**Task instructions**
Copy every entry below word for word, leaving out the pictures.

>> start Supplied data

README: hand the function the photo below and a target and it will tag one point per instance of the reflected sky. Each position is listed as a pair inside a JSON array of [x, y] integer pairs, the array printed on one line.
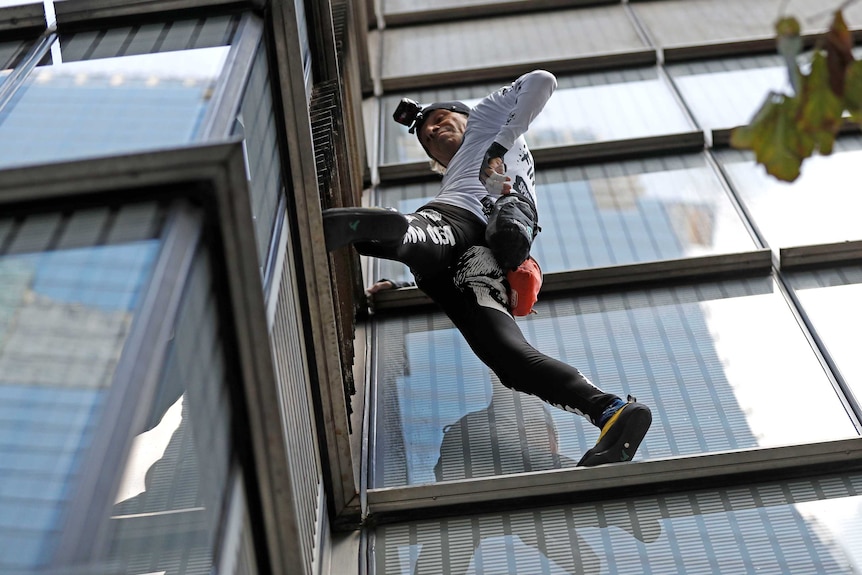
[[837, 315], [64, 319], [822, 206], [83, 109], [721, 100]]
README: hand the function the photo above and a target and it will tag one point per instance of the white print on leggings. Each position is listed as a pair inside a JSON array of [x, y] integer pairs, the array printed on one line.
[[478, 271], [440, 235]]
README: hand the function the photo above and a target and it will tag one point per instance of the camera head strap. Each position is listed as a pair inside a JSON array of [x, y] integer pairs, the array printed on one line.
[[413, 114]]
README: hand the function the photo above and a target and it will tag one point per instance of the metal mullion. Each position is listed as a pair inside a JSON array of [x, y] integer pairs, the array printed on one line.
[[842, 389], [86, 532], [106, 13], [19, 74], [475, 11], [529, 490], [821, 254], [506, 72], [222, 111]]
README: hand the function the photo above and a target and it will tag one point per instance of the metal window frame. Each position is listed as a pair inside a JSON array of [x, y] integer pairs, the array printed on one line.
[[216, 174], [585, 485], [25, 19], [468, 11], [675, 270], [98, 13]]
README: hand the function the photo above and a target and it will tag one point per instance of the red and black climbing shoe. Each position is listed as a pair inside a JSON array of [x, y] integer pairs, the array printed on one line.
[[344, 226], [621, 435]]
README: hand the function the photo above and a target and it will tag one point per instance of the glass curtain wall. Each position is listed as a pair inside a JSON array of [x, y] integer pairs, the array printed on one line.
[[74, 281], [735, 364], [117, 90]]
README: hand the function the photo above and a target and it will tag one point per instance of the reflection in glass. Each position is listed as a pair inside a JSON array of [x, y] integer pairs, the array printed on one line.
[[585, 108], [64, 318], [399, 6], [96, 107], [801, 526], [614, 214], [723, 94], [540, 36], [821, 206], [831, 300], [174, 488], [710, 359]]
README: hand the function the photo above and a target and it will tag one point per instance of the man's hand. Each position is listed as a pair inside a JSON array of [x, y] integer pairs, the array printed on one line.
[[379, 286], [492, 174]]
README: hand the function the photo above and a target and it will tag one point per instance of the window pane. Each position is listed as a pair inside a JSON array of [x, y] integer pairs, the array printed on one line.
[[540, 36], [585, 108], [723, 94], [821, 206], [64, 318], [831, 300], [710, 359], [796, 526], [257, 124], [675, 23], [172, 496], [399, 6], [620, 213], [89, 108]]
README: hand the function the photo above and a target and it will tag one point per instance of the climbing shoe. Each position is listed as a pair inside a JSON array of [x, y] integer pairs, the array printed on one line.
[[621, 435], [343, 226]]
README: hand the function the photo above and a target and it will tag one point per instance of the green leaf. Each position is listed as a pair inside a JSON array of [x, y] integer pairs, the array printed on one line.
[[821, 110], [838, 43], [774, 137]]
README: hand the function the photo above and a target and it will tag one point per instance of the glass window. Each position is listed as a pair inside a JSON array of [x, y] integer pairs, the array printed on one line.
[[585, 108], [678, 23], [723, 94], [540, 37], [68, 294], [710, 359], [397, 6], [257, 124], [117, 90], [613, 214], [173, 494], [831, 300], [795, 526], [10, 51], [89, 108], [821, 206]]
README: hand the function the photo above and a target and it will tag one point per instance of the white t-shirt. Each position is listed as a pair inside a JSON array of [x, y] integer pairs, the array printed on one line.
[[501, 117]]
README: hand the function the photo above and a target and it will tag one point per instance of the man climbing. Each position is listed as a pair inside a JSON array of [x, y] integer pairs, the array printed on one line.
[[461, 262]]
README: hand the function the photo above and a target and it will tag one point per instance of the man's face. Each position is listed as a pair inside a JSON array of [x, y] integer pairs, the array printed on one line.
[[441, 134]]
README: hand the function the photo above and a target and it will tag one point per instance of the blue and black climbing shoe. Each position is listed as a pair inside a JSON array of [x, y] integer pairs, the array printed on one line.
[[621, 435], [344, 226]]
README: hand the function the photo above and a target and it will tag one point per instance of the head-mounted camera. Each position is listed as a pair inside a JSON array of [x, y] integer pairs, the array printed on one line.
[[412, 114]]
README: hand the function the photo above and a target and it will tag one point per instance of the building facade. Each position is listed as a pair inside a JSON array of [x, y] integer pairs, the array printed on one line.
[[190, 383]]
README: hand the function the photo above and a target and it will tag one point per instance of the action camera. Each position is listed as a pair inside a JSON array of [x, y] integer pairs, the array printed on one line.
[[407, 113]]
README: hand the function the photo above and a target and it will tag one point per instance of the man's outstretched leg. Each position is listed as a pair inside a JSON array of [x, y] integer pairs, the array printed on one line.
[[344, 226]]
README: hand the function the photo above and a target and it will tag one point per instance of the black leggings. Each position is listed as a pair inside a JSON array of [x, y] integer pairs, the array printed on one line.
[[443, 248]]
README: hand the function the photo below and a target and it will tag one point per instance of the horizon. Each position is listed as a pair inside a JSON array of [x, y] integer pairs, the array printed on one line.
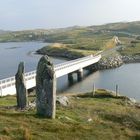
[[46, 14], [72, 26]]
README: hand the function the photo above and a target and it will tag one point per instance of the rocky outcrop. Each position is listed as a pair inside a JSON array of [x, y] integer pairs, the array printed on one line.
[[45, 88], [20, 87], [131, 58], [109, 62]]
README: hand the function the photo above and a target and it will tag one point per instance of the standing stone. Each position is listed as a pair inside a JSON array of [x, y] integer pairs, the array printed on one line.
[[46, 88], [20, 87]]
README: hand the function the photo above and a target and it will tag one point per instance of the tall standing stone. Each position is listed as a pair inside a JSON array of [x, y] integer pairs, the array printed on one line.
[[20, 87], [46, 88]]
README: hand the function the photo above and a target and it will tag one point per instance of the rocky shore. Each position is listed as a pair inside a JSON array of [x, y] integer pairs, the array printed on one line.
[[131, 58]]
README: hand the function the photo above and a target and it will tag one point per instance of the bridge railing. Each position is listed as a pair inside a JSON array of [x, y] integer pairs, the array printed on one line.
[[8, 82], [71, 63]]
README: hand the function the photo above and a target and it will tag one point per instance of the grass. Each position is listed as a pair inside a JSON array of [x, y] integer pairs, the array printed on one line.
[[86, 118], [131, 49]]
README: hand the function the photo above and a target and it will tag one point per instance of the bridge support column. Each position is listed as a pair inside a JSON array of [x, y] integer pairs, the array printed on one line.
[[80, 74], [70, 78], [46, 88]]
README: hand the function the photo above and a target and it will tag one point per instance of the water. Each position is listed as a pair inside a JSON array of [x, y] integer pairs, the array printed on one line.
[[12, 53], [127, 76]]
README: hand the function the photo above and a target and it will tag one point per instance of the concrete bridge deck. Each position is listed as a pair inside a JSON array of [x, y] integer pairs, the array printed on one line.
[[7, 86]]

>> end Supplied data

**Output below**
README: hand the function the photo below and a target and it will tag one point per instance of the reflected sky. Each position is listed as a pair inside a JSON array of [x, y] integer pairs, the array printed on one line.
[[837, 315], [64, 319], [822, 206], [83, 109], [721, 100]]
README: hand the function the photo above and a target and it will tag one point per instance of the white print on leggings. Each position is listed as a pair inside a JSON array of [x, y] integer pairs, the array printed on one line.
[[478, 271], [440, 235]]
README: hand the function the photo above and a target and it will tag one point per instance of the camera head strap. Each position is listed as a pair inside a JSON array of [x, y] integer pairs, the array printed on one line.
[[413, 114]]
README: hand the function the photo above and a target and it will tag one point per instance of the metal mullion. Each position is listed as a pair inside a JSON array of [x, y] integer pairs, the array printed on one line.
[[842, 389], [86, 532], [106, 13], [19, 74], [475, 11], [529, 490], [821, 254], [506, 72], [222, 111]]
README: hand the function the photo above and a target and it will tag one point per instance of the metal window frame. Each position is listed as a pair inside a JSON array of [x, y] integer pairs, the array printed on one line.
[[216, 174], [585, 485], [25, 19], [468, 11], [675, 270], [98, 13]]
README: hand the function the photo above and a target and it will tag one point per instance of the red and black climbing shoe. Each position is listed as a pair inside a JSON array of [x, y] integer pairs, the array printed on one line.
[[344, 226], [621, 435]]
README: hand the function the photo above and a target and it will tag one point per instance of the glass curtain wall. Each position is listed as a pair inside a JSON array of [x, y] integer pairs, the array printed on one line.
[[74, 281], [735, 364], [117, 90]]
README: hand the function the photo above and a target and it will tag one point per instance of the reflection in glass. Each position is listed as a pair inside a JSON array of [x, y] integer pairs, the array printed on one line.
[[585, 108], [64, 318], [399, 6], [96, 107], [801, 526], [614, 214], [723, 94], [540, 36], [821, 206], [831, 300], [174, 488], [710, 359]]
README: hand the function the photo above and a target and it will tag one point per instance of the man's hand. Each position is listed as a pair inside a JSON array of [x, y] integer pairs, the array printed on one line.
[[379, 286], [492, 174]]
README: hand the function the photo above and a target and it will tag one point per instance of the window pane. Each position is listed as a pair inside a JSON array of [x, y] integer pairs, the array printed on one line.
[[540, 36], [585, 108], [723, 94], [821, 206], [64, 318], [831, 300], [710, 359], [796, 526], [257, 124], [675, 23], [172, 496], [399, 6], [620, 213], [89, 108]]
README: hand the function the photo above and a target and it will tag one point per instance of the climbing shoe. Each position is listed as a pair inside a JSON array of [x, y] integer pairs, the array printed on one line.
[[621, 435], [343, 226]]
README: hand the function the photo above and a target and it will tag one point per instance of the green leaf. Each position is listed as a pair inside a JSON array of [x, y] integer pairs, the array printed on one line.
[[821, 110], [838, 43], [774, 137]]
README: hand the function the photo above and a target and it will tag one point per instance of the glass window. Each position is listed as a pair inside a JSON array of [x, y] integer pairs, the array printed on one line.
[[585, 108], [678, 23], [723, 94], [540, 37], [68, 294], [710, 359], [397, 6], [257, 124], [117, 90], [613, 214], [173, 494], [831, 300], [795, 526], [10, 51], [89, 108], [821, 206]]
README: hand the function the photo above and a target and it will tag one point per instance of the white t-shirt. Each position is listed as a pair inside a JSON array of [x, y] integer pairs, the array printed on one line.
[[501, 117]]
README: hand the function the photo above and a target and it will tag one point per instance of the man climbing. Each position is listed as a pair inside a JSON array of [x, y] integer pairs, the array printed on one line.
[[461, 262]]
README: hand the function the photo above and a target and it will tag one point per instance of the man's face. Each position is listed as a pair inside a JSON array of [x, y] integer pairs, the array printed on one line.
[[441, 134]]
README: hand the function the photo above and a target and it will tag one point per instance of the blue and black climbing shoe. Each position is listed as a pair inside a JSON array of [x, y] integer pairs, the array printed on one line.
[[621, 435], [344, 226]]
README: hand the function the photo above and a target and it will tag one point per instance of the head-mounted camera. Each position is listed as a pair inside a JSON array of [x, y] integer pairs, the array printed on one line.
[[412, 114]]
README: hand the function the photo above and a target and it will tag one point per instance of the building facade. Each position is listed as a pair inside a JSON array of [x, y] integer pairs, the array printed on one line.
[[190, 383]]
README: hand the function the photo above and a target and it will tag one point per instance of the action camera. Each position is listed as a pair inside a JSON array of [x, y] integer pairs, the array printed on one line.
[[407, 113]]
README: hand the function the photo above and a target and it will tag one point per instance of the man's outstretched leg. Each position is listed as a pair inside a JSON array of [x, y] integer pairs, the array printed on one line.
[[344, 226]]
README: hand the function the photo above and a target and it will tag one point per instance of the black leggings. Each position is listed as a pair inside a JSON array of [x, y] integer pairs, the array printed on one line.
[[443, 248]]
README: hand the function the photo below and a target and it will tag one point per instance of the horizon. Each position is listed as a pair inside a JSON array of [x, y] integer pairs, the array printed on one line.
[[46, 14], [72, 26]]
README: hand the function the photo above and a target and it will tag one point per instance of the rocky outcrop. Each position is listed as a pair inside a JSON array of [x, y] integer pairs, the array printed on one line.
[[45, 88], [20, 87], [131, 58], [109, 62]]
README: hand the function the photo above and a target and it will tag one point per instance of the standing stone. Each position is listed as a pair inside a JSON array of [x, y] integer pairs, the array printed on one line.
[[46, 88], [20, 87]]
README: hand the function the photo above and a target and it will tag one point per instance of the tall standing stone. Each position is listed as a pair inside a JSON array of [x, y] integer pairs, the array printed on one line.
[[20, 87], [46, 88]]
README: hand the function the photo above and a target and it will tag one point per instance of the rocky shore. Each position is listed as a pair inside a JSON array of [x, y] integer pairs, the array printed on one line.
[[131, 58]]
README: hand the function the photo above and a target and it will tag one point per instance of the bridge railing. Each position is listed as a pair inside a JSON array of [x, y] integer pairs, the array printed on one line.
[[8, 82], [71, 63]]
README: hand the function the photo above and a target and it will tag one point per instance of the grass. Each position is listed as a pair inside a JSON array of [x, y] integer pairs, the array printed on one line.
[[86, 118], [131, 49]]
README: hand the function the photo above and a target and it will tag one point per instance of the bridge support column. Each position is listed as a pair inside a JSON array of [x, y] integer pairs, the array printed on one line.
[[80, 74], [70, 78], [46, 88]]
README: hand the function the photo above and a target and it will tag one point per instance of the water. Each position is listed as a pair inside a JSON array of [x, y] integer pairs, the array printed on one line.
[[12, 53], [127, 76]]
README: hand the function the photo above and a target and it will tag one point per instance of the concrete bridge deck. Each position is listed as a pair inside a JSON array of [x, y] integer pairs, the array printed on one line.
[[7, 86]]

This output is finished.